## DIRECTIONS FOR THIS TASK
Search the data below for the string "segment" and copy all lines where it shows up.

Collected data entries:
+ + + + +

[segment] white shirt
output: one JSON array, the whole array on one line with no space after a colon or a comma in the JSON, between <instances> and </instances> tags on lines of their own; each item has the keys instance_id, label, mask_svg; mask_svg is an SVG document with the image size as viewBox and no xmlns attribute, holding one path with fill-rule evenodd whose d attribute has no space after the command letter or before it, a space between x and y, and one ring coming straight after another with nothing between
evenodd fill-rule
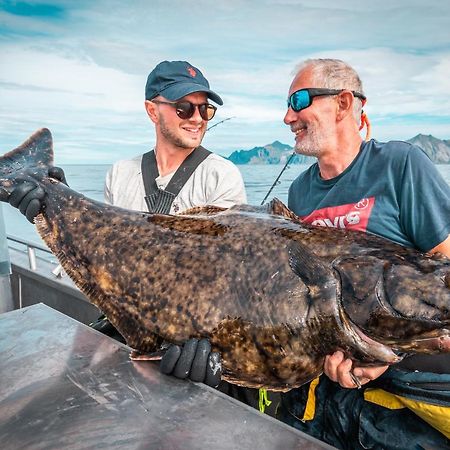
<instances>
[{"instance_id":1,"label":"white shirt","mask_svg":"<svg viewBox=\"0 0 450 450\"><path fill-rule=\"evenodd\" d=\"M105 202L122 208L148 211L141 173L142 155L116 162L106 175ZM164 189L175 172L159 176L156 184ZM203 160L175 197L171 214L195 206L214 205L229 208L247 203L244 181L239 169L219 155L211 153Z\"/></svg>"}]
</instances>

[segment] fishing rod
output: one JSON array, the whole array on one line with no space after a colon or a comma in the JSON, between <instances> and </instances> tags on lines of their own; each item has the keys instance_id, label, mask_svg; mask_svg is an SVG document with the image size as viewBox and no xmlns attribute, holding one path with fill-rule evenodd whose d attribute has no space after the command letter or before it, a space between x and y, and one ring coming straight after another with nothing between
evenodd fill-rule
<instances>
[{"instance_id":1,"label":"fishing rod","mask_svg":"<svg viewBox=\"0 0 450 450\"><path fill-rule=\"evenodd\" d=\"M209 131L211 128L217 127L217 125L220 125L223 122L226 122L227 120L234 119L236 116L227 117L226 119L221 120L220 122L215 123L214 125L211 125L209 128L206 129L206 131Z\"/></svg>"},{"instance_id":2,"label":"fishing rod","mask_svg":"<svg viewBox=\"0 0 450 450\"><path fill-rule=\"evenodd\" d=\"M220 125L223 122L226 122L227 120L234 119L236 116L227 117L226 119L221 120L220 122L215 123L214 125L211 125L209 128L206 129L206 131L209 131L211 128L217 127L217 125ZM267 197L272 192L273 188L278 184L278 180L281 178L281 175L283 175L283 172L288 168L290 162L292 161L292 158L295 156L295 151L292 152L292 154L289 156L288 160L286 161L286 164L284 165L281 172L278 174L276 180L273 182L271 188L269 189L269 192L267 192L266 196L264 197L263 201L261 202L261 205L264 205L264 202L267 200Z\"/></svg>"},{"instance_id":3,"label":"fishing rod","mask_svg":"<svg viewBox=\"0 0 450 450\"><path fill-rule=\"evenodd\" d=\"M281 169L281 172L278 174L276 180L273 182L272 186L269 189L269 192L267 192L266 196L264 197L263 201L261 202L261 205L264 205L264 202L267 200L267 197L270 195L270 193L272 192L273 188L279 183L279 179L281 178L281 175L283 175L283 172L288 168L290 162L292 161L292 158L295 156L295 151L292 152L291 156L289 156L288 160L286 161L286 164L284 165L284 167Z\"/></svg>"}]
</instances>

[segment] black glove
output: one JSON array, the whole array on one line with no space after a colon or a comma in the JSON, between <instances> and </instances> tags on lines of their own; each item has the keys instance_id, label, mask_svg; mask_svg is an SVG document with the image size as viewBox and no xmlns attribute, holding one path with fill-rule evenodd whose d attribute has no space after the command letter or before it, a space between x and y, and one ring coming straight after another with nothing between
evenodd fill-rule
<instances>
[{"instance_id":1,"label":"black glove","mask_svg":"<svg viewBox=\"0 0 450 450\"><path fill-rule=\"evenodd\" d=\"M116 330L111 322L102 314L95 322L89 324L94 330L100 331L100 333L106 334L106 336L112 337L116 341L126 344L123 336Z\"/></svg>"},{"instance_id":2,"label":"black glove","mask_svg":"<svg viewBox=\"0 0 450 450\"><path fill-rule=\"evenodd\" d=\"M61 167L51 167L48 170L48 176L67 186L66 176ZM19 208L19 211L26 216L28 221L33 223L34 218L41 211L44 196L44 189L37 182L24 181L13 189L8 202L11 206Z\"/></svg>"},{"instance_id":3,"label":"black glove","mask_svg":"<svg viewBox=\"0 0 450 450\"><path fill-rule=\"evenodd\" d=\"M166 375L200 381L217 387L222 375L220 355L211 352L208 339L189 339L180 347L170 345L161 359L159 370Z\"/></svg>"}]
</instances>

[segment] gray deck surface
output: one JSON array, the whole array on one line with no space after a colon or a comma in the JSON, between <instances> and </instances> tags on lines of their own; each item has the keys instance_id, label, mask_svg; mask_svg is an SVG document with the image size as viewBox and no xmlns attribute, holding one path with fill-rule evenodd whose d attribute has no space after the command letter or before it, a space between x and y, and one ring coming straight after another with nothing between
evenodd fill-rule
<instances>
[{"instance_id":1,"label":"gray deck surface","mask_svg":"<svg viewBox=\"0 0 450 450\"><path fill-rule=\"evenodd\" d=\"M2 449L319 449L43 304L0 315Z\"/></svg>"}]
</instances>

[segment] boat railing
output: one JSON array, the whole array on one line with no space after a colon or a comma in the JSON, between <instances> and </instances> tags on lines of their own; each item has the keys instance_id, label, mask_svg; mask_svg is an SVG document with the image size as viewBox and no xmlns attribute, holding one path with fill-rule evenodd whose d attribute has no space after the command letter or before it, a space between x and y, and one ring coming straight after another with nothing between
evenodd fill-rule
<instances>
[{"instance_id":1,"label":"boat railing","mask_svg":"<svg viewBox=\"0 0 450 450\"><path fill-rule=\"evenodd\" d=\"M41 244L37 244L35 242L29 241L27 239L23 239L23 238L19 238L17 236L13 236L8 234L7 236L8 239L8 247L12 247L15 250L22 250L22 251L26 251L27 255L28 255L28 265L29 265L29 269L32 271L36 271L37 270L37 261L40 259L39 256L37 255L37 252L43 252L46 256L43 257L42 259L44 259L45 261L49 262L51 260L51 257L53 256L53 253L48 249L48 247L41 245ZM10 243L16 243L19 244L21 246L20 249L18 249L16 246L11 246ZM52 270L53 275L55 275L58 278L61 278L62 274L63 274L63 269L62 266L57 263L56 267Z\"/></svg>"},{"instance_id":2,"label":"boat railing","mask_svg":"<svg viewBox=\"0 0 450 450\"><path fill-rule=\"evenodd\" d=\"M44 303L89 324L100 315L44 243L7 235L13 309Z\"/></svg>"}]
</instances>

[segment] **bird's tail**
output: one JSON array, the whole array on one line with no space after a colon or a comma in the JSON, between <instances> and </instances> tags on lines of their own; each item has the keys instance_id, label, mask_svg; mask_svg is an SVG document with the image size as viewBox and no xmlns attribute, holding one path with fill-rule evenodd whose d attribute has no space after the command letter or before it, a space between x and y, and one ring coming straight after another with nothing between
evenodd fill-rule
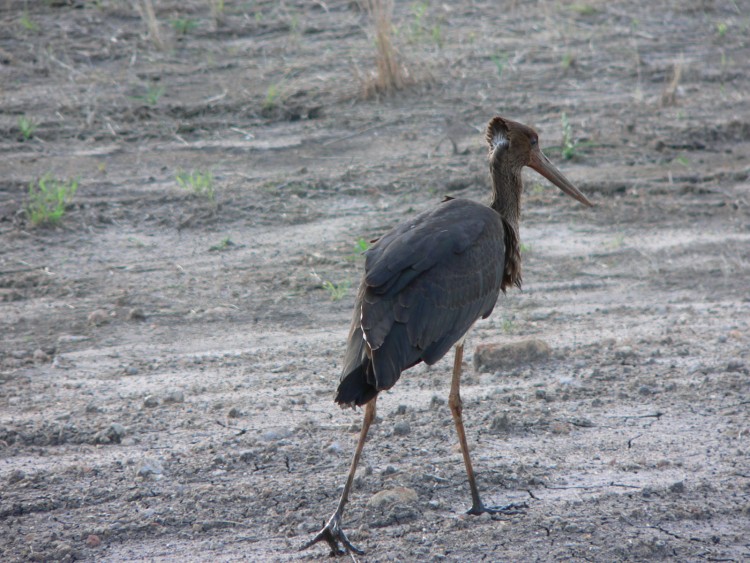
<instances>
[{"instance_id":1,"label":"bird's tail","mask_svg":"<svg viewBox=\"0 0 750 563\"><path fill-rule=\"evenodd\" d=\"M358 311L355 310L335 401L342 407L359 407L377 394L372 360L367 355L367 342L359 324Z\"/></svg>"},{"instance_id":2,"label":"bird's tail","mask_svg":"<svg viewBox=\"0 0 750 563\"><path fill-rule=\"evenodd\" d=\"M367 381L367 372L369 370L372 370L372 364L370 358L365 356L360 364L341 378L335 399L339 405L342 407L359 407L372 400L378 394L375 386Z\"/></svg>"}]
</instances>

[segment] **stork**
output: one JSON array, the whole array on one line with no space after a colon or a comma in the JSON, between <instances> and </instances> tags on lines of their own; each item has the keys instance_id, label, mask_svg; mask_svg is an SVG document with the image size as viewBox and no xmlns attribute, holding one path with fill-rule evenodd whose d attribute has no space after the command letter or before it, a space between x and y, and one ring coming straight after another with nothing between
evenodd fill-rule
<instances>
[{"instance_id":1,"label":"stork","mask_svg":"<svg viewBox=\"0 0 750 563\"><path fill-rule=\"evenodd\" d=\"M344 367L335 401L365 407L364 421L338 507L302 549L325 540L333 554L364 552L341 527L378 393L404 370L432 365L455 346L448 398L471 489L469 514L511 512L479 497L461 417L464 337L477 319L490 315L500 292L521 287L518 221L528 166L584 205L593 205L549 161L531 127L492 118L487 125L492 199L489 205L446 198L437 207L397 225L365 253L365 273L354 305ZM343 546L343 549L342 547Z\"/></svg>"}]
</instances>

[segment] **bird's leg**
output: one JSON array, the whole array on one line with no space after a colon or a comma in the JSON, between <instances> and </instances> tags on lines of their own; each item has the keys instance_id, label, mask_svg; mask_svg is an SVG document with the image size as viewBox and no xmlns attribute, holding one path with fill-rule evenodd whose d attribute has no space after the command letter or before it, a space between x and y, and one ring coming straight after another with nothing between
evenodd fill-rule
<instances>
[{"instance_id":1,"label":"bird's leg","mask_svg":"<svg viewBox=\"0 0 750 563\"><path fill-rule=\"evenodd\" d=\"M461 453L464 456L464 464L466 465L466 475L469 478L469 487L471 488L471 508L467 511L468 514L483 514L488 512L490 514L517 514L521 509L527 508L526 503L512 503L507 506L494 506L488 507L482 503L479 498L479 489L477 489L477 482L474 478L474 468L471 465L471 457L469 457L469 444L466 442L466 431L464 430L464 421L461 417L463 410L461 404L461 394L459 388L461 386L461 370L464 359L464 344L461 342L456 346L456 356L453 360L453 379L451 381L451 391L448 395L448 405L453 415L453 422L456 424L456 433L458 434L458 442L461 444Z\"/></svg>"},{"instance_id":2,"label":"bird's leg","mask_svg":"<svg viewBox=\"0 0 750 563\"><path fill-rule=\"evenodd\" d=\"M341 499L339 505L336 508L336 512L333 513L323 526L323 529L317 533L317 535L302 546L302 549L307 549L313 544L318 543L321 540L325 540L328 545L331 546L331 555L343 555L344 553L354 552L358 555L364 555L364 551L352 545L349 538L346 537L344 530L341 529L341 517L344 514L344 506L349 499L349 490L352 488L354 482L354 474L357 471L357 464L359 463L359 457L362 455L362 448L365 446L365 439L367 438L367 431L370 429L372 421L375 420L375 403L377 402L377 395L365 406L365 418L362 421L362 431L359 434L359 442L357 443L357 449L354 451L354 458L352 459L351 467L349 468L349 475L346 478L346 484L344 485L344 492L341 493ZM339 542L344 546L342 550L339 547Z\"/></svg>"}]
</instances>

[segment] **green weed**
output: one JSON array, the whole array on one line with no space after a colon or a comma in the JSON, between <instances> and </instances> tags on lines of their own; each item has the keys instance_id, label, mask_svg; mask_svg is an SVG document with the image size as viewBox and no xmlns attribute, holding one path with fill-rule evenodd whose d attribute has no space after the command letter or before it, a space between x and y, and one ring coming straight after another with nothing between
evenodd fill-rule
<instances>
[{"instance_id":1,"label":"green weed","mask_svg":"<svg viewBox=\"0 0 750 563\"><path fill-rule=\"evenodd\" d=\"M263 101L263 109L266 111L274 109L279 104L281 91L277 84L271 84L266 91L266 99Z\"/></svg>"},{"instance_id":2,"label":"green weed","mask_svg":"<svg viewBox=\"0 0 750 563\"><path fill-rule=\"evenodd\" d=\"M346 296L346 294L349 293L351 285L352 283L348 280L339 284L332 283L328 280L324 280L322 283L323 289L325 289L328 292L328 295L331 296L331 301L339 301Z\"/></svg>"},{"instance_id":3,"label":"green weed","mask_svg":"<svg viewBox=\"0 0 750 563\"><path fill-rule=\"evenodd\" d=\"M232 239L230 239L229 236L226 236L213 246L209 247L208 250L209 252L221 252L223 250L229 250L232 246L235 246L234 242L232 242Z\"/></svg>"},{"instance_id":4,"label":"green weed","mask_svg":"<svg viewBox=\"0 0 750 563\"><path fill-rule=\"evenodd\" d=\"M175 18L169 20L169 23L172 24L172 29L175 30L177 35L181 36L187 35L200 25L198 21L191 20L190 18Z\"/></svg>"},{"instance_id":5,"label":"green weed","mask_svg":"<svg viewBox=\"0 0 750 563\"><path fill-rule=\"evenodd\" d=\"M497 55L492 55L492 62L495 63L495 68L497 69L497 77L499 79L502 79L505 65L508 64L508 55L501 55L500 53L498 53Z\"/></svg>"},{"instance_id":6,"label":"green weed","mask_svg":"<svg viewBox=\"0 0 750 563\"><path fill-rule=\"evenodd\" d=\"M357 239L357 242L354 245L354 251L359 252L359 253L367 252L369 248L370 248L370 243L363 238Z\"/></svg>"},{"instance_id":7,"label":"green weed","mask_svg":"<svg viewBox=\"0 0 750 563\"><path fill-rule=\"evenodd\" d=\"M29 184L26 214L33 226L55 225L78 190L78 180L58 180L49 172Z\"/></svg>"},{"instance_id":8,"label":"green weed","mask_svg":"<svg viewBox=\"0 0 750 563\"><path fill-rule=\"evenodd\" d=\"M521 254L530 254L531 253L531 245L526 244L525 242L521 243Z\"/></svg>"},{"instance_id":9,"label":"green weed","mask_svg":"<svg viewBox=\"0 0 750 563\"><path fill-rule=\"evenodd\" d=\"M727 30L729 27L724 22L719 22L716 24L716 35L719 37L724 37L727 34Z\"/></svg>"},{"instance_id":10,"label":"green weed","mask_svg":"<svg viewBox=\"0 0 750 563\"><path fill-rule=\"evenodd\" d=\"M166 92L164 86L159 84L149 84L146 92L142 96L133 96L133 99L149 106L155 106L159 102L159 98L164 95L164 92Z\"/></svg>"},{"instance_id":11,"label":"green weed","mask_svg":"<svg viewBox=\"0 0 750 563\"><path fill-rule=\"evenodd\" d=\"M28 12L24 12L21 15L18 23L20 23L21 27L23 27L26 31L32 31L34 33L37 33L39 31L39 24L29 17Z\"/></svg>"},{"instance_id":12,"label":"green weed","mask_svg":"<svg viewBox=\"0 0 750 563\"><path fill-rule=\"evenodd\" d=\"M568 115L565 112L560 116L560 123L562 125L562 145L560 146L560 155L565 160L576 158L580 154L581 149L594 145L594 143L590 141L573 140L573 127L570 125Z\"/></svg>"},{"instance_id":13,"label":"green weed","mask_svg":"<svg viewBox=\"0 0 750 563\"><path fill-rule=\"evenodd\" d=\"M210 170L193 170L186 172L178 170L175 175L177 185L183 190L190 190L196 195L215 201L214 176Z\"/></svg>"},{"instance_id":14,"label":"green weed","mask_svg":"<svg viewBox=\"0 0 750 563\"><path fill-rule=\"evenodd\" d=\"M22 115L18 118L18 129L21 131L23 139L28 141L36 131L36 123L30 117Z\"/></svg>"}]
</instances>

+ + + + +

## YOUR RESPONSE
[segment] white shirt
[segment] fishing rod
[segment] black glove
[segment] gray deck surface
[segment] boat railing
[segment] **bird's tail**
[segment] **stork**
[segment] **bird's leg**
[segment] **green weed**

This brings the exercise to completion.